> **What you have to do**: Render every line of the records below as a Markdown table with the columns "Entry" and "Text," numbering each row and skipping blank lines. Leave the pictures out of the table.

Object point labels
((

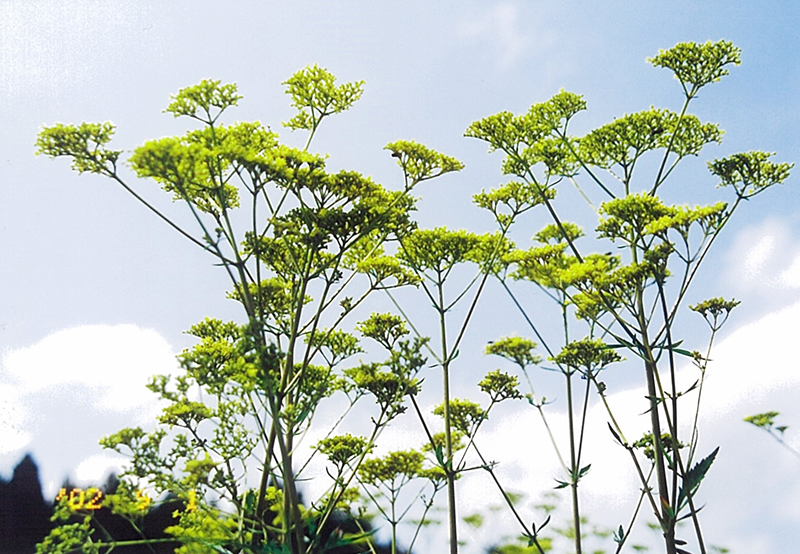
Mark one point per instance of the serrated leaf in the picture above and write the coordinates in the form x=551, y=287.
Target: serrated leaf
x=694, y=478
x=616, y=436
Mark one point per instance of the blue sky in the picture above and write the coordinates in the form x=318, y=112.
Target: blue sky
x=96, y=292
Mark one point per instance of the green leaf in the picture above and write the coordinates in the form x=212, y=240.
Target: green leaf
x=694, y=477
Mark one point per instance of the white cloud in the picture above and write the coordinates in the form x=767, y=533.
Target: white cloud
x=95, y=467
x=114, y=361
x=501, y=26
x=90, y=377
x=765, y=259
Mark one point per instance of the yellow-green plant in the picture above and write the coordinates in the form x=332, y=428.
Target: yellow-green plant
x=628, y=298
x=304, y=248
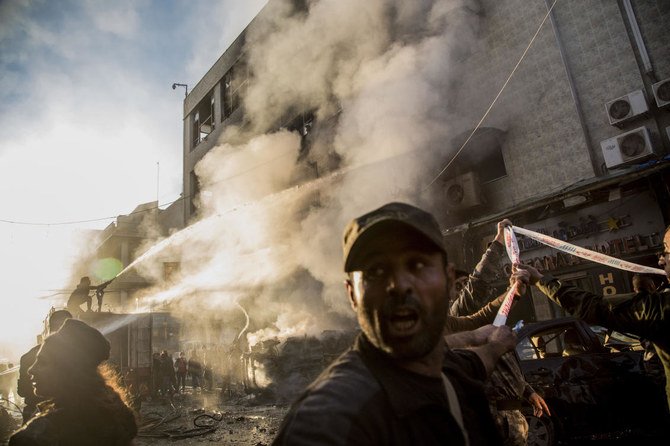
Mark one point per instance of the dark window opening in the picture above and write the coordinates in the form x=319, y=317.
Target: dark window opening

))

> **Reply**:
| Entry | Text |
|---|---|
| 1 | Mark one point per instance of the serrated leaf in the picture above and write the coordinates in the form x=551, y=287. |
| 2 | Target: serrated leaf |
| 3 | x=694, y=478 |
| 4 | x=616, y=436 |
| 5 | Mark one point per instance of the blue sky in the picture above and write the coordinates in the form x=318, y=112. |
| 6 | Target: blue sky |
| 7 | x=96, y=292 |
| 8 | Mark one point per instance of the green leaf in the picture above and write the coordinates in the form x=212, y=240. |
| 9 | Target: green leaf |
| 10 | x=694, y=477 |
| 11 | Mark one point per instance of the white cloud in the picture above and write the coordinates in the form x=767, y=533. |
| 12 | Target: white cloud |
| 13 | x=95, y=467 |
| 14 | x=114, y=361 |
| 15 | x=501, y=26 |
| 16 | x=90, y=377 |
| 17 | x=765, y=259 |
| 18 | Mark one point per instance of the yellow-green plant in the picture above and write the coordinates in the form x=332, y=428. |
| 19 | Target: yellow-green plant |
| 20 | x=628, y=298 |
| 21 | x=304, y=248 |
| 22 | Mark one point per instance of the dark window opening in the picture above and write the coordinates in the form x=319, y=317. |
| 23 | Target: dark window opening |